ZIEL: Schreibe aus dem folgenden Text über die Pomaken die Stelle von „Das Volk ohne“ bis einschließlich „verfemte moslemische Minderheit.“ wortgetreu ab.

VORLIEGENDER TEXT:

++++++++++++++++++++

Das Volk ohne Rubrik

Sie fahren ins Ausland, um dort ihre Arbeitskraft billig anzubieten, und sie hoffen, dass die Ausländer in ihre Heimat kommen, um ihnen ihre Häuser abzukaufen. Die Pomaken: Bulgariens verfemte moslemische Minderheit.

Das Gesicht des Mannes neben mir im Bus ist regelrecht verbrannt von der Sonne. In kommunistischen Zeiten nannte man das in Bulgarien einen Arbeiter-und-Bauern-Sonnenbrand, wie man das jetzt nennt, weiß ich nicht. Vielleicht einen europäischen Teint? Der Mann hat ihn sich auf europäischen Feldern geholt. Er kehrt aus Großbritannien zurück. Vier Monate war er weg von zu Hause. Auf Saisonarbeit. Er ist nicht allein, mit ihm reisen noch vier Männer, sie waren gemeinsam in England. „Erdbeeren, du hast sicher davon gehört? Das machen jetzt viele Bulgaren, sie pflücken Erdbeeren in England,“ erzählt mir mein Busnachbar. „Eine anstrengende Arbeit, man muss dabei ständig knien. England ist ein schönes Land, aber nur für Engländer. Ich würde gern zu Hause bleiben, aber was soll ich machen, dort gibt es für mich keine Arbeit!“

Er hat früher im Bergbau in den Ostrhodopen, im Süden Bulgariens, gearbeitet. Doch nach der „Revolution“, wie er die politischen Veränderungen nach 1989 bezeichnet, sperrten die meisten Bergwerke zu, die Arbeiter wurden entlassen und fanden keine neue Beschäftigung. Auch sein Freund ist seit längerer Zeit arbeitslos, er ist Techniker und hat bei der bulgarischen Telekom gearbeitet. Dann wurde eine neue Technologie eingeführt, und er wurde abgebaut. Keine Fortbildung, von einer Abfertigung nicht zu reden. Der Techniker hat zwei Kinder, die beide studieren, er weiß nicht, wo er das nötige Geld hernehmen soll.

++++++++++++++++++++

AUFGEFÜHRTE EINTRÄGE:
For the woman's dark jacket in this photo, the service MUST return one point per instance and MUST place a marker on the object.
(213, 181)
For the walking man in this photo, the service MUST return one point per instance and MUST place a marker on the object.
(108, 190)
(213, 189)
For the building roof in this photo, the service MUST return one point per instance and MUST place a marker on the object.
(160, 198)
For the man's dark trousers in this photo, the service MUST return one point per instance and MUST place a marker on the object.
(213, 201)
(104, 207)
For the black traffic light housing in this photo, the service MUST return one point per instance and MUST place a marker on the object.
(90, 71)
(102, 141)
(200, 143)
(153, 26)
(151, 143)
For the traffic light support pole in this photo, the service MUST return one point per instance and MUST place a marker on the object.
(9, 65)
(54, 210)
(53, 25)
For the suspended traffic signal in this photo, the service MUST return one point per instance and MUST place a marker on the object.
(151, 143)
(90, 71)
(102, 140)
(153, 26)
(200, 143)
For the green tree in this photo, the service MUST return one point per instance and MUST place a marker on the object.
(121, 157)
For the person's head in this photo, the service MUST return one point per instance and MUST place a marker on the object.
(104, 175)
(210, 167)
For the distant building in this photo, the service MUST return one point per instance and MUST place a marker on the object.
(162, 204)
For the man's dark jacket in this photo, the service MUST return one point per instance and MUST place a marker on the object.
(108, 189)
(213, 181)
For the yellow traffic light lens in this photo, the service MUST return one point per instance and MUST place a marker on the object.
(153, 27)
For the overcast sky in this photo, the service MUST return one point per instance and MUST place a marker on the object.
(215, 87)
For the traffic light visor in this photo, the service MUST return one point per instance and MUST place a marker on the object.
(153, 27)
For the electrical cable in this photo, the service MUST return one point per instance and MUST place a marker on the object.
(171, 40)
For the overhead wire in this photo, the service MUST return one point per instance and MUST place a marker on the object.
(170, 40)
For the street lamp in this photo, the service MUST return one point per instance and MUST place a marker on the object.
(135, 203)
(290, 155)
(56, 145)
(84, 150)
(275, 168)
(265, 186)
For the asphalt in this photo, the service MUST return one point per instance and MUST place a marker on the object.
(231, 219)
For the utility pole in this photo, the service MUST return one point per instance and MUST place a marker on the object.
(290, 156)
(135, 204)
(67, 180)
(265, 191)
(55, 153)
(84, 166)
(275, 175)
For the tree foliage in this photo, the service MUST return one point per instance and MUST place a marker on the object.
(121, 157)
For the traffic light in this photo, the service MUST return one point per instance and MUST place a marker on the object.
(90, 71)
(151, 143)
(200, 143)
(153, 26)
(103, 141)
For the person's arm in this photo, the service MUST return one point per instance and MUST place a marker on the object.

++++++++++++++++++++

LÖSUNG:
Das Volk ohne Rubrik

Sie fahren ins Ausland, um dort ihre Arbeitskraft billig anzubieten, und sie hoffen, dass die Ausländer in ihre Heimat kommen, um ihnen ihre Häuser abzukaufen. Die Pomaken: Bulgariens verfemte moslemische Minderheit.